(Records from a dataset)
BEGIN

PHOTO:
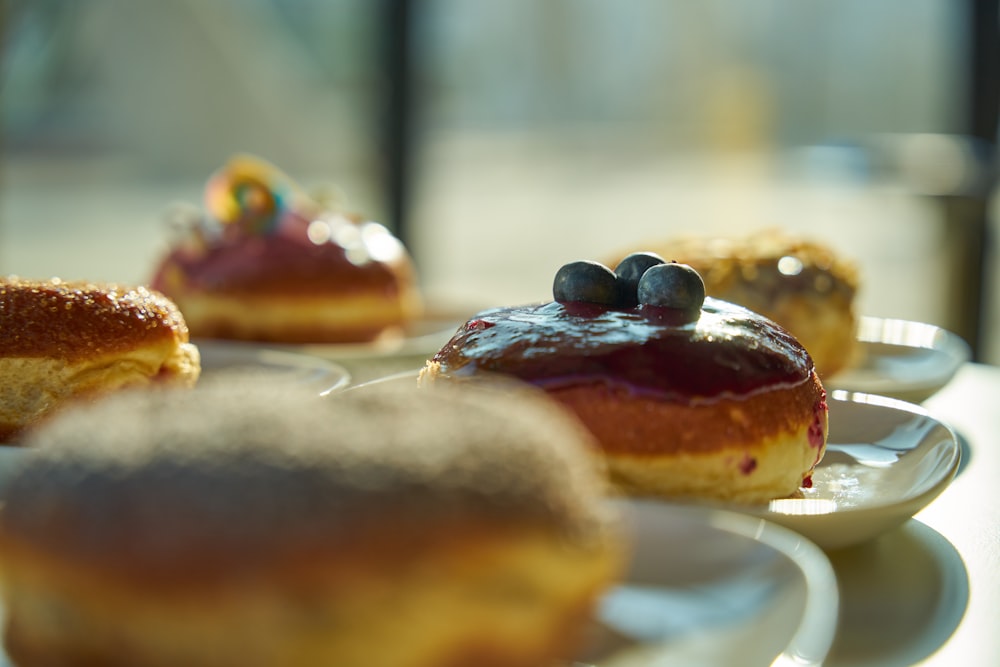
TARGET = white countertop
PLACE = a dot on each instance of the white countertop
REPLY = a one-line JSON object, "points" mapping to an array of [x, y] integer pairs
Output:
{"points": [[928, 593]]}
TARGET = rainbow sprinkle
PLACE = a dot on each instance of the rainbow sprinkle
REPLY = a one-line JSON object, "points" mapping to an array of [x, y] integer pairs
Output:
{"points": [[249, 193]]}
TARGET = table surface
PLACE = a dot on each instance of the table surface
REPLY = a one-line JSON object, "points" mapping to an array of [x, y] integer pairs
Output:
{"points": [[928, 593]]}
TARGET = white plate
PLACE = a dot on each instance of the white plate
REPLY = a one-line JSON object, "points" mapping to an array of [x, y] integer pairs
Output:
{"points": [[885, 461], [218, 357], [707, 587], [902, 359]]}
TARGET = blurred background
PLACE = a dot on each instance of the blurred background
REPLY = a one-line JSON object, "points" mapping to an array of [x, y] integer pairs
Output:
{"points": [[503, 139]]}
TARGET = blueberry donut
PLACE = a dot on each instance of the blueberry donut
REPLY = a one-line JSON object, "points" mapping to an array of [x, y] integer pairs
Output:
{"points": [[267, 263], [687, 395]]}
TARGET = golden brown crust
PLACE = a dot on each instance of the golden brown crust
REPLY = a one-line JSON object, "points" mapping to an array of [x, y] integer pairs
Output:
{"points": [[109, 459], [62, 342], [799, 283], [76, 320], [637, 425], [262, 526]]}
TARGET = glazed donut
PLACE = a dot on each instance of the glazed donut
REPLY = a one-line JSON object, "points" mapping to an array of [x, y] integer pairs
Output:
{"points": [[687, 396], [800, 283], [66, 341], [268, 263], [239, 525]]}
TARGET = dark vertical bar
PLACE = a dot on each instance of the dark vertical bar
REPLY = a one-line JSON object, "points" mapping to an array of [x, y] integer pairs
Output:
{"points": [[397, 110], [983, 120]]}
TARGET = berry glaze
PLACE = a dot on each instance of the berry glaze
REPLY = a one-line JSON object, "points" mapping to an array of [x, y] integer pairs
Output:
{"points": [[726, 352], [301, 256]]}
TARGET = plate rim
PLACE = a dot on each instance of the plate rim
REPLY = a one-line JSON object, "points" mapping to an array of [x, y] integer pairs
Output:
{"points": [[330, 377], [810, 524], [812, 639], [932, 337]]}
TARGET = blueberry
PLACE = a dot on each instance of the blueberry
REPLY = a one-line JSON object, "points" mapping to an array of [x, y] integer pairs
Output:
{"points": [[630, 270], [672, 285], [585, 281]]}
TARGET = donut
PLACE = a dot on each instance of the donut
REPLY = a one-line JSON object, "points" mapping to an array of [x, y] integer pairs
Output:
{"points": [[800, 283], [65, 341], [267, 263], [241, 525], [688, 396]]}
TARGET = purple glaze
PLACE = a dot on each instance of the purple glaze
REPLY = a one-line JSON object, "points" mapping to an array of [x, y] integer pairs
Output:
{"points": [[727, 351]]}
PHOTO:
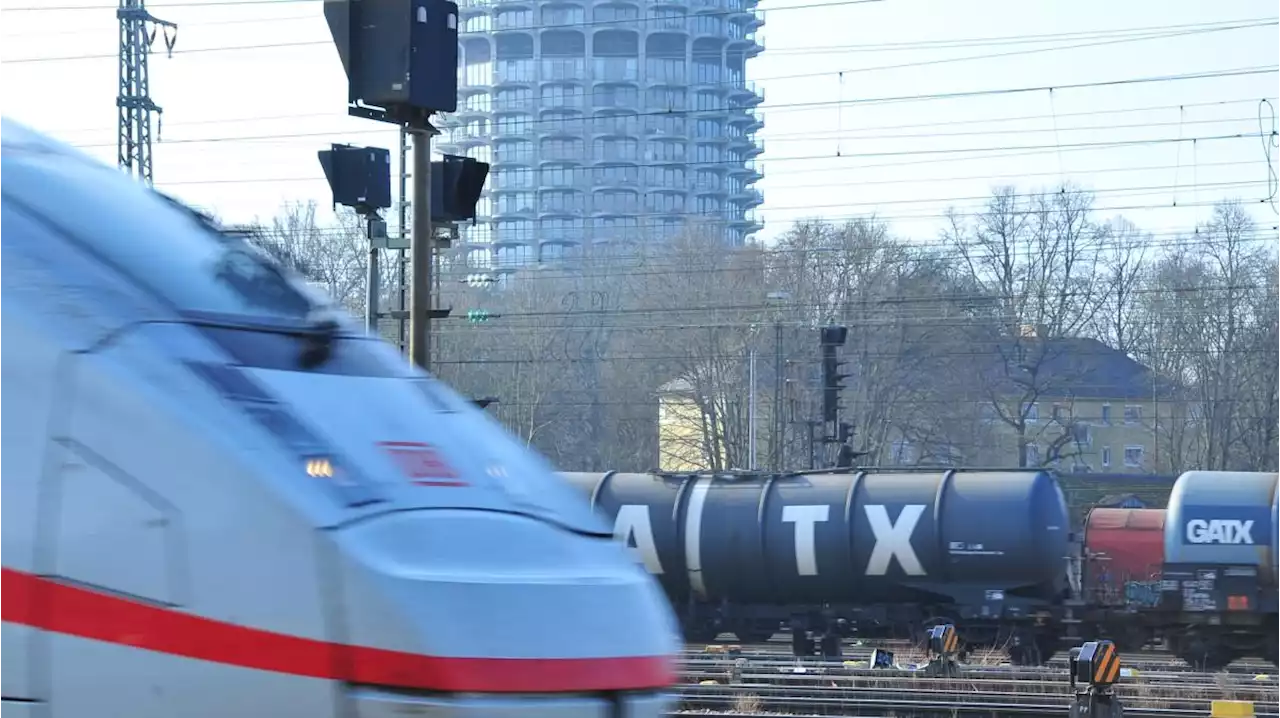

END

» Assignment: Show every line of the data that includes the string "donut".

» Exercise solution:
TARGET = blueberry donut
PLACE = a dot on each instance of the blueberry donut
TARGET = glazed donut
PLACE = a dot on each instance of the glazed donut
TARGET = donut
PLACE = a dot on each instance of the donut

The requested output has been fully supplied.